- TAREA A REALIZAR -
Transcribe sin cambios la parte del fragmento citado que empieza con las palabras "Bromas radiofónicas y" y termina con "y los prejuicios.".

Su organización, además de combatir ese rechazo, entrega a sus miembros apoyo psicológico y les ayuda a encontrar los medicinas que necesitan. En ocasiones, el número de fármacos que llega a los hospitales públicos es escaso. Por otro lado, a menudo, esos centros sanitarios están a varias decenas de kilómetros de los hogares de quienes los necesitan. Mientras que la Organización Mundial de la Salud (OMS) recomienda, como mínimo, 23 médicos por cada 10.000 habitantes, Uganda tiene 0,91 por cada 10.000 habitantes.
“Todavía tenemos problemas para localizar pastillas para todos”, dice Chandia. “Cada mes, debemos ir de hospital en hospital hasta que encontramos medicamentos suficientes. Pero los esfuerzos merecen la pena. Esas píldoras han cambiado la vida de los miembros de nuestra organización”.
Bromas radiofónicas y terapias contra los prejuicios
Herbet Unzima siempre soñó con ser enfermero, como los trabajadores sanitarios que le atendieron desde que era pequeño. Lo intentó con firmeza. Después de que sus padres muriesen, hizo todo tipo de trabajos para seguir pagando sus estudios. Sin embargo, el dinero que conseguía nunca era suficiente. Por eso, aunque aún no ha tirado la toalla, este joven de 25 años ahora trabaja en una radio local de la ciudad de Adjumani (norte de Uganda). Allí descubrió que su voz puede ser un arma eficaz para combatir el rechazo y los prejuicios.

- DATOS EXTRAÍDOS -
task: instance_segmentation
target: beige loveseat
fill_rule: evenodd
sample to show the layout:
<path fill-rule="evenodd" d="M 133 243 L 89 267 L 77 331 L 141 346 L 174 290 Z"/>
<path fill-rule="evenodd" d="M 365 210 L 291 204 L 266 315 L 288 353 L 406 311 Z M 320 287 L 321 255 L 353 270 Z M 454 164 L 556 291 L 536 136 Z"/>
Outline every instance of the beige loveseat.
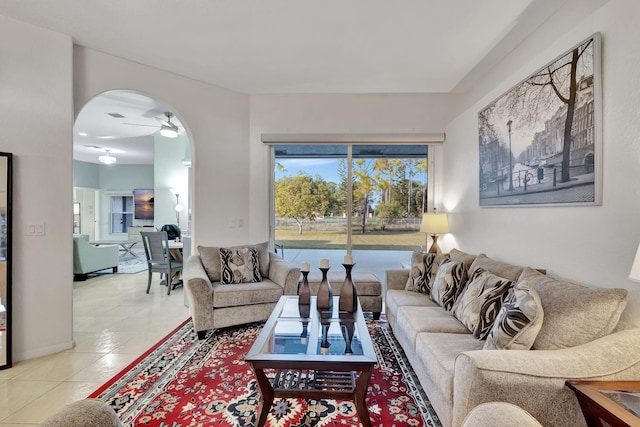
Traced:
<path fill-rule="evenodd" d="M 296 295 L 300 269 L 269 251 L 268 242 L 228 249 L 257 249 L 259 281 L 222 284 L 220 247 L 198 246 L 183 271 L 198 338 L 214 328 L 267 320 L 282 295 Z"/>
<path fill-rule="evenodd" d="M 475 338 L 456 317 L 462 296 L 453 311 L 446 310 L 431 293 L 405 289 L 411 288 L 408 279 L 415 278 L 415 269 L 388 270 L 387 318 L 444 426 L 461 426 L 469 412 L 485 402 L 517 405 L 544 426 L 584 426 L 566 380 L 640 378 L 640 328 L 616 329 L 626 305 L 625 290 L 554 280 L 482 254 L 453 250 L 449 255 L 449 262 L 464 265 L 467 279 L 479 267 L 486 275 L 533 289 L 539 331 L 528 330 L 533 331 L 526 336 L 533 342 L 531 350 L 484 349 L 486 341 Z M 523 335 L 516 338 L 513 343 Z"/>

- RESULTADO -
Bromas radiofónicas y terapias contra los prejuicios
Herbet Unzima siempre soñó con ser enfermero, como los trabajadores sanitarios que le atendieron desde que era pequeño. Lo intentó con firmeza. Después de que sus padres muriesen, hizo todo tipo de trabajos para seguir pagando sus estudios. Sin embargo, el dinero que conseguía nunca era suficiente. Por eso, aunque aún no ha tirado la toalla, este joven de 25 años ahora trabaja en una radio local de la ciudad de Adjumani (norte de Uganda). Allí descubrió que su voz puede ser un arma eficaz para combatir el rechazo y los prejuicios.